Rewrite every one of the rows below, replacing "pick out" with "locate" and keeping everything else the same, and omit the pictures from your answer.

+---+

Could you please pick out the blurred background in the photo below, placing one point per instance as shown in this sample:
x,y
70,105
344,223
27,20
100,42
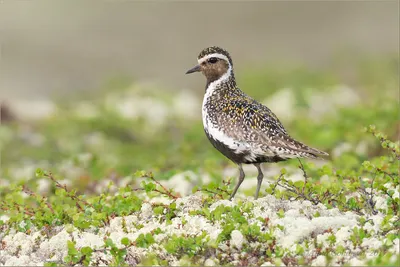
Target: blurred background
x,y
56,48
96,90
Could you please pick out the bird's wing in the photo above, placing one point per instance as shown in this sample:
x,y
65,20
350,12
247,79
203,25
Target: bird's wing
x,y
255,123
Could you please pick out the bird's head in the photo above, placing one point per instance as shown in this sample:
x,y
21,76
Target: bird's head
x,y
213,62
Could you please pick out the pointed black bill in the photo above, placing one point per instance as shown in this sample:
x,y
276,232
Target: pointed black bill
x,y
194,69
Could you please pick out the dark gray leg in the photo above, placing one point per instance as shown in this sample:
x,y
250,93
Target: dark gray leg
x,y
241,178
260,176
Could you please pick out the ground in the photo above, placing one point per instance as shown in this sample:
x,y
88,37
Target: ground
x,y
128,177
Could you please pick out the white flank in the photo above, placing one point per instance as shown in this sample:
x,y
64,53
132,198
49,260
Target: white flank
x,y
209,126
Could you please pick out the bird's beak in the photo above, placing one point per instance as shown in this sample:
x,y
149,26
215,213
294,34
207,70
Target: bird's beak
x,y
194,69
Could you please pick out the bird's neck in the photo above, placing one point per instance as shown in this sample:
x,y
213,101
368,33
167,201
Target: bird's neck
x,y
228,79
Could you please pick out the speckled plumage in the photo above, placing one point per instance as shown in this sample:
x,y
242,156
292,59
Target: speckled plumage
x,y
242,129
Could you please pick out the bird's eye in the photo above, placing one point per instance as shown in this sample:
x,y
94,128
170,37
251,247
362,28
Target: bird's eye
x,y
213,60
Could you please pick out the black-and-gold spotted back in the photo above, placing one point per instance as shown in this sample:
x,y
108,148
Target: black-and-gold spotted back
x,y
241,128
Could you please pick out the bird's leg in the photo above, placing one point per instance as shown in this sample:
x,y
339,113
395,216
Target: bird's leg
x,y
241,178
260,177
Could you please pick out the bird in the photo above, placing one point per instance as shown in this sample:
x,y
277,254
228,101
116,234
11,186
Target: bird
x,y
242,129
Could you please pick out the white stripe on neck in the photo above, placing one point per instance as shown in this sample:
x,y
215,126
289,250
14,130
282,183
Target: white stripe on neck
x,y
212,129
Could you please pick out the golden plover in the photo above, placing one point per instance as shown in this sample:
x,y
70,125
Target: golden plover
x,y
242,129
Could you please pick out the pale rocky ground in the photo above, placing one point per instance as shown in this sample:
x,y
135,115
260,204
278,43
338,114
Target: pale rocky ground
x,y
36,249
298,225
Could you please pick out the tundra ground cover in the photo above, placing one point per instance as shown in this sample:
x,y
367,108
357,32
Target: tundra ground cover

+---+

**TASK ANSWER**
Could you please locate the blurred background in the photo below, placing one point per instance as shown in this sample:
x,y
70,105
344,223
27,20
100,42
Target: blurred background
x,y
56,48
96,90
Could you please locate the bird's wing in the photo above, placing one point per instance as shown in this sample:
x,y
65,20
350,12
247,79
203,25
Target: bird's wing
x,y
255,123
Could you please locate the bird's head in the photo above, placing one point per instance as shown in this sample:
x,y
21,76
Target: bird's head
x,y
213,62
Could you please locate the pointed black bill in the photo above, placing one point per instance as shown in this sample:
x,y
276,232
Target: pointed black bill
x,y
194,69
Could you please locate the dark gray leg in the photo above, placing one point per instance as shown in this sample:
x,y
250,93
Target: dark gray leg
x,y
241,178
260,176
Could you please locate the ground in the photo above, placing one point per instance as shown in this sample:
x,y
88,37
Target: ground
x,y
128,177
Could you please locate the white flank in the photo above, placing one point per instance as shown in this sample:
x,y
64,53
132,198
49,260
Target: white flank
x,y
209,126
Could you please locate the bird's beak in the photo above, placing one point per instance as shown in this sample:
x,y
149,26
215,213
294,34
207,70
Target: bird's beak
x,y
194,69
Could you please locate the bird's neck in the photo above, placing one point per instance as shown in this sample:
x,y
213,101
368,33
167,201
Target: bird's neck
x,y
228,79
Could you please locate the speckled plumage in the photo above, placing one point per instance as shown in this sample:
x,y
242,156
292,59
Target: speckled plumage
x,y
242,129
Could you please locate the bird's eye in the photo above, placing one point per instance as shown in this sample:
x,y
94,128
170,37
251,247
362,28
Target: bird's eye
x,y
213,60
Could you please locate the black-and-gold spotted back in the photo above, placing one point per instance as shown in this sample:
x,y
108,148
Target: black-and-gold spotted back
x,y
241,128
Could you please locate the bird's leg in the photo above, placing one point per instance as shown in this sample:
x,y
339,113
395,216
Target: bird's leg
x,y
241,178
260,177
Could you please locate the bird in the photo above, placing one point per instance as shown in this sample:
x,y
277,254
228,101
116,234
11,186
Target: bird
x,y
242,129
Could you please locate the white stripe on neck in the photo above, placing one point per instance as shown in this sample:
x,y
215,126
289,250
14,130
282,183
Target: white stripe on neck
x,y
212,129
Could you please locate the golden plover in the photo above, placing one point per instance as shown in this sample:
x,y
70,125
Target: golden plover
x,y
242,129
Could you please locate the pale rocky ground in the photo above, placing one point per instance as shown in this sample:
x,y
135,115
260,204
278,43
338,114
Target: pale rocky ground
x,y
36,249
298,225
Could you please locate the tundra ground cover in the photo above, placing one point per instance as shown in this sample:
x,y
367,108
357,32
Target: tundra ground cover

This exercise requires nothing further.